[Your task] What you return must be an exact copy of the lines in the listing below between the line holding "else: point(101, 294)." and the line holding "else: point(182, 72).", inclusive, and nothing more.

[Data to process]
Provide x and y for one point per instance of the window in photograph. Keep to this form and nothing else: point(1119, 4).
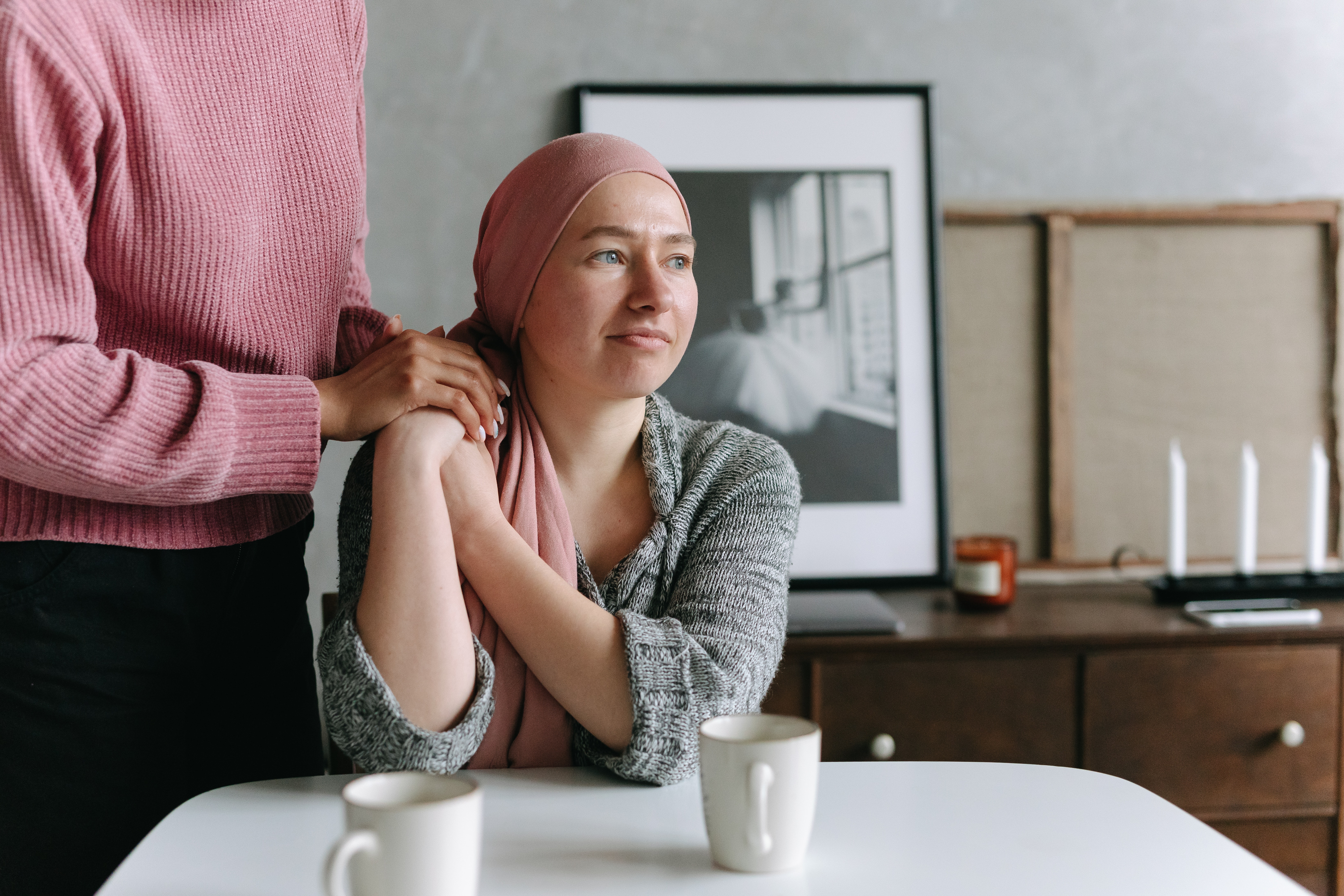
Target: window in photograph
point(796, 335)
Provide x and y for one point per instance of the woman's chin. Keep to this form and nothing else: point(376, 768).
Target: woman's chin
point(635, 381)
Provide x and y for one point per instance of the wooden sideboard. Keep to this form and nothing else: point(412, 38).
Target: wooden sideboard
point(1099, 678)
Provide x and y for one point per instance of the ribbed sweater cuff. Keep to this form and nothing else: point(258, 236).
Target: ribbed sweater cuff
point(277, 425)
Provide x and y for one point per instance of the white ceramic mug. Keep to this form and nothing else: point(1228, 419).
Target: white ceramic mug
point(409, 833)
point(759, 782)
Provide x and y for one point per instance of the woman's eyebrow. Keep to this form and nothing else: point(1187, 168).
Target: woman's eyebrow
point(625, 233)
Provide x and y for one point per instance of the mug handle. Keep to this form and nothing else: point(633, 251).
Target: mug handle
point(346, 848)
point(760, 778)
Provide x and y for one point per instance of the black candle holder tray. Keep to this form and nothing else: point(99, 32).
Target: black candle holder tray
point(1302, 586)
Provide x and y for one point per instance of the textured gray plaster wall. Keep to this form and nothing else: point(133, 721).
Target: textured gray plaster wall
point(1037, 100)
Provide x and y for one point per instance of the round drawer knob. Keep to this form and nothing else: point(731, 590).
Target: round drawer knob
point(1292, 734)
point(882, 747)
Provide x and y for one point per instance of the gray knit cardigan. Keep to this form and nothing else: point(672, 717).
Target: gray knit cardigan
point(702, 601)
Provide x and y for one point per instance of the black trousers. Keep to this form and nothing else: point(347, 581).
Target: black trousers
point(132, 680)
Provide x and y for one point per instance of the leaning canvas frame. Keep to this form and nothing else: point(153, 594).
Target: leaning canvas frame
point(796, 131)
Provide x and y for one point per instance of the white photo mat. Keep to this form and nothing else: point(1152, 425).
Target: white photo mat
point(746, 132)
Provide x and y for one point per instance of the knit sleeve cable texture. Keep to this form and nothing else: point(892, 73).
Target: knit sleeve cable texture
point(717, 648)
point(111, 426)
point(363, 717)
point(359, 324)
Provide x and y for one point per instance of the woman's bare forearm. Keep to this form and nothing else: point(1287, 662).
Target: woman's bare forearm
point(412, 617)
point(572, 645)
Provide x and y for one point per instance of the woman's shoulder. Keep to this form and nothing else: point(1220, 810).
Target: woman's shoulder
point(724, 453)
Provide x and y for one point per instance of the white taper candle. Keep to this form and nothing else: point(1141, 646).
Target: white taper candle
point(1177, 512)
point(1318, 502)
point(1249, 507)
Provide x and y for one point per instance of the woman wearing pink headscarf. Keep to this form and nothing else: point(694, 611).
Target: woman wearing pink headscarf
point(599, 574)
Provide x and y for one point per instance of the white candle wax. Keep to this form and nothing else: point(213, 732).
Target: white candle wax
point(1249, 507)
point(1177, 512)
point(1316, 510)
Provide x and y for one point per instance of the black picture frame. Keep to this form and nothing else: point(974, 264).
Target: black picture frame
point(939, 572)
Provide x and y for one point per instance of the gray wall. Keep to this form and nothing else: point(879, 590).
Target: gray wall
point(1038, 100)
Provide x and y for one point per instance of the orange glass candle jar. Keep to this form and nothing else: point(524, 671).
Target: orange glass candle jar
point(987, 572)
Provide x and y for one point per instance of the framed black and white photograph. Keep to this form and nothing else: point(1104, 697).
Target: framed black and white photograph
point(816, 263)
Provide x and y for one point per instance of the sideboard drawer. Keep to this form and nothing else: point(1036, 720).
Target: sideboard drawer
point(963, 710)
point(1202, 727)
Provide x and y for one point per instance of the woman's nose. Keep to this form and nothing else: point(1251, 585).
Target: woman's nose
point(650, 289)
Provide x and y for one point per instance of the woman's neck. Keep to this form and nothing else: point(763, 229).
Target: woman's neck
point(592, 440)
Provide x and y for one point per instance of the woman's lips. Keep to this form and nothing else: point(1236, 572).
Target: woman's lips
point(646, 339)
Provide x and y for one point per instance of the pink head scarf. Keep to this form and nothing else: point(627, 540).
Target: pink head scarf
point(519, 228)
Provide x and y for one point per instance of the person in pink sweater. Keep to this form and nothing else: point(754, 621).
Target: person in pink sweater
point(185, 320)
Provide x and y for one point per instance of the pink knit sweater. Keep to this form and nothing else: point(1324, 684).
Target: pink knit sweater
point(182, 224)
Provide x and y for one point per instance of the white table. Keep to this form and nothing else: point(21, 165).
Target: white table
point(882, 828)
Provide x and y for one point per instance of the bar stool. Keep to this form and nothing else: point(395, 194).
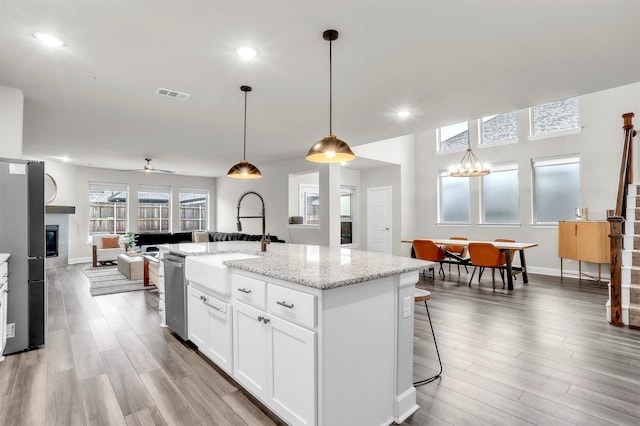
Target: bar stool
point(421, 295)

...

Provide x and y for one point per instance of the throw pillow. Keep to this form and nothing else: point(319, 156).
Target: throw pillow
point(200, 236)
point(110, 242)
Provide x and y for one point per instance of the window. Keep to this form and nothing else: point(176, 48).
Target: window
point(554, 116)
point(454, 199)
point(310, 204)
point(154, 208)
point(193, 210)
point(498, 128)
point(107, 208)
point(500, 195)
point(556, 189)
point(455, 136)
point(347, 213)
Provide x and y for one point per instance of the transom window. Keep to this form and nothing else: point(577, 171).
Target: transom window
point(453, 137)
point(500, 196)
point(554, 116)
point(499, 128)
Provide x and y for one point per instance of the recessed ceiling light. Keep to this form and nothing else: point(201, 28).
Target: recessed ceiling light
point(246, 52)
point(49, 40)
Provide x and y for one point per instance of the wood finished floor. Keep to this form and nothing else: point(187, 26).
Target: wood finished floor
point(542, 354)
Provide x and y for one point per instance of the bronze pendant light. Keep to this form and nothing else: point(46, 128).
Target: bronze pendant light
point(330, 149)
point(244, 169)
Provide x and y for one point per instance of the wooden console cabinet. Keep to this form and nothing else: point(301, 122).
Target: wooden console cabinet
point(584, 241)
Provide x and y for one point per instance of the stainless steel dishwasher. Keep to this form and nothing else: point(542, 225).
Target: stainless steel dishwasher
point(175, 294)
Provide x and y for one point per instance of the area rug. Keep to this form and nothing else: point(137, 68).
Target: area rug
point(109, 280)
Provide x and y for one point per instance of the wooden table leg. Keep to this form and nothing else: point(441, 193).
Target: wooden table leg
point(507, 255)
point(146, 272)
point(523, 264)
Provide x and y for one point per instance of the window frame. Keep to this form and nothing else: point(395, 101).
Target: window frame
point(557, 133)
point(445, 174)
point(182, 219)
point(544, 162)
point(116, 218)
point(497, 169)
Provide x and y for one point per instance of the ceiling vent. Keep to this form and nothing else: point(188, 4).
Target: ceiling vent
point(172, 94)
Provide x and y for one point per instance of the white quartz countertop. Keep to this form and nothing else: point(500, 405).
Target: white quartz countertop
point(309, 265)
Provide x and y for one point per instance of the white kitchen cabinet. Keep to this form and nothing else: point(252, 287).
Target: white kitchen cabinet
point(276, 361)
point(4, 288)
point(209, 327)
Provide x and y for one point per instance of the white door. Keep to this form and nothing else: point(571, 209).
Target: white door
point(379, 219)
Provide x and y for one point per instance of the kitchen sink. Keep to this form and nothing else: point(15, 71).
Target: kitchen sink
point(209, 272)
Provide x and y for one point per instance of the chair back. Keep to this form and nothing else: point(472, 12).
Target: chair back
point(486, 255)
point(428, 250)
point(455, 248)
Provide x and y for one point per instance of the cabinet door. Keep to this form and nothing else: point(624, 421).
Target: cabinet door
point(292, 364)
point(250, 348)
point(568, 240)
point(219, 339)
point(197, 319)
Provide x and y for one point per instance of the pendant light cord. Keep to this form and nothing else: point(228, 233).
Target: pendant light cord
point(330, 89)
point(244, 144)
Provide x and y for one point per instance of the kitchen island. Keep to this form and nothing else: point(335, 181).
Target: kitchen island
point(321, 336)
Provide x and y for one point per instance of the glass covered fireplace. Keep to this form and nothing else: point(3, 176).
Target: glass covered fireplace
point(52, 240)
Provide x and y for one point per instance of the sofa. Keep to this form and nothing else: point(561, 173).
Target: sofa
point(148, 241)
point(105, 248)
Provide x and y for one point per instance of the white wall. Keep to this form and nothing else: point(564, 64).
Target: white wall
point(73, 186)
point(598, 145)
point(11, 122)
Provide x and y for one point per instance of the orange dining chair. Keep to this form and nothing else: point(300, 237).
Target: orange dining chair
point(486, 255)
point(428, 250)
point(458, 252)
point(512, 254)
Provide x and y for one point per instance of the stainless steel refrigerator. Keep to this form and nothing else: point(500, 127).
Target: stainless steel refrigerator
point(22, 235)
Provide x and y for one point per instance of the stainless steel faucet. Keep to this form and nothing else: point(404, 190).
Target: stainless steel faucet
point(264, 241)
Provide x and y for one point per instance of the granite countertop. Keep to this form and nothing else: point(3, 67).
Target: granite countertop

...

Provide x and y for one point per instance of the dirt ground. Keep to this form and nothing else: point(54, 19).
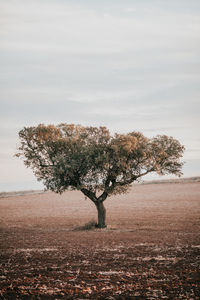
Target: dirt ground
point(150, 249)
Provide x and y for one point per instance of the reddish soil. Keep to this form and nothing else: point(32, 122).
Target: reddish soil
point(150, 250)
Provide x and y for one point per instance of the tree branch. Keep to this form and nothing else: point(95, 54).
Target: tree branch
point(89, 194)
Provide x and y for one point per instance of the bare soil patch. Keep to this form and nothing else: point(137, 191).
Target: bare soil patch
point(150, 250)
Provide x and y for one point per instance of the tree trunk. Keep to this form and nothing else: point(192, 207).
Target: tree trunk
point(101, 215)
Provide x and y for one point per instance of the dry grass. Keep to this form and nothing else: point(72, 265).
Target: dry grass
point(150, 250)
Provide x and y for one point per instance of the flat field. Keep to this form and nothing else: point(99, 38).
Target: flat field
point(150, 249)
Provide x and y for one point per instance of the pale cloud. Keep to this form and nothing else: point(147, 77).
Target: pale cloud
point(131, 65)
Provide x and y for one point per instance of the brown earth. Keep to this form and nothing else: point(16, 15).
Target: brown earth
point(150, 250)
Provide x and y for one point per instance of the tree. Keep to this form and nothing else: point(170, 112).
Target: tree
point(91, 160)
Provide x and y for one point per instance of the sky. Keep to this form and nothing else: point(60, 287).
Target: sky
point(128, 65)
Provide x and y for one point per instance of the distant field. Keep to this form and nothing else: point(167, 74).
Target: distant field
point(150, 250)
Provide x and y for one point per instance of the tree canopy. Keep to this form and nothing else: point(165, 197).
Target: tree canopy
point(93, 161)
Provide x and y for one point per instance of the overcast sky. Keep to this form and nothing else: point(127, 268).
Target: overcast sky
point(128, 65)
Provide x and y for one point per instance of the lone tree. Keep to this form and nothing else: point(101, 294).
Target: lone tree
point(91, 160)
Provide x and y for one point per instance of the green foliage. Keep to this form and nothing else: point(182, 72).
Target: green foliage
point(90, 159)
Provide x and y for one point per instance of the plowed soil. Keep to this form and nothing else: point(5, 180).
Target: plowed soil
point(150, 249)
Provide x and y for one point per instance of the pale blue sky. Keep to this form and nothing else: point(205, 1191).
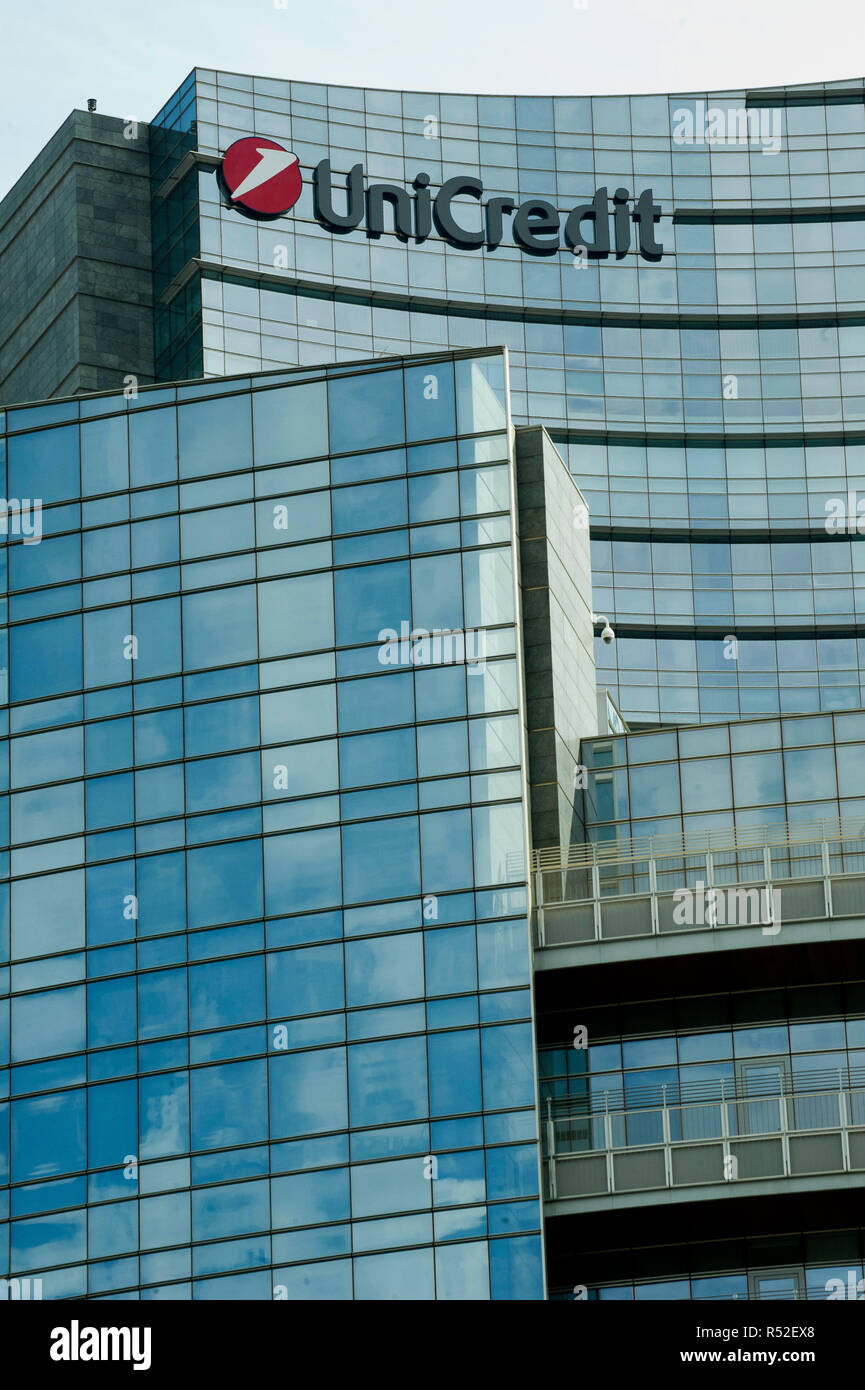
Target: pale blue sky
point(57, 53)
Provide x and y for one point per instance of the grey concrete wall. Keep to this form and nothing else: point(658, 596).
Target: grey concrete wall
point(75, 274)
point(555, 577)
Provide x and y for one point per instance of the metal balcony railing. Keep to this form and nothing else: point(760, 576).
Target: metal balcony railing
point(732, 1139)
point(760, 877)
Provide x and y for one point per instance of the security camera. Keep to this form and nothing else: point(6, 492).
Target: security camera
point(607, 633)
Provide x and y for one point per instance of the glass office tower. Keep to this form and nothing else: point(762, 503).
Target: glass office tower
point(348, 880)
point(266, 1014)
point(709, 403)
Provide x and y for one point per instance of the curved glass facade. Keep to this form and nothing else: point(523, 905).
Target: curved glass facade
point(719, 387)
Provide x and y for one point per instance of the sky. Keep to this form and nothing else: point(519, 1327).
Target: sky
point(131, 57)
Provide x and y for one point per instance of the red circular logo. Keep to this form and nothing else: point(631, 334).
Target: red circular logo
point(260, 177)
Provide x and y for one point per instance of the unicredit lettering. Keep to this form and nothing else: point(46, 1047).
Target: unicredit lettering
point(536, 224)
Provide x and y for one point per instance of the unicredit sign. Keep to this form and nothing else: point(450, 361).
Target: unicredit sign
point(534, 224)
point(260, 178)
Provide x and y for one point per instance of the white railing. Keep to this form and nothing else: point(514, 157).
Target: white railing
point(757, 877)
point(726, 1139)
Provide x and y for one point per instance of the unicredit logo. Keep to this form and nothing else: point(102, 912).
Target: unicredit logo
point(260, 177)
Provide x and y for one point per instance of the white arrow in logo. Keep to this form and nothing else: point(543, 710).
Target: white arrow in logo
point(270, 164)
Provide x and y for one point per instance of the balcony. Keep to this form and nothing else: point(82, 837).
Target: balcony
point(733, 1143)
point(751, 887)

[Your solution]
Provide x and y for one point per instance of the lone tree. Keep to this form and nothing else: point(101, 294).
Target: lone tree
point(91, 160)
Provide x and y for one point per instance of the green foliage. Keep to this form and nothing else: point(182, 72).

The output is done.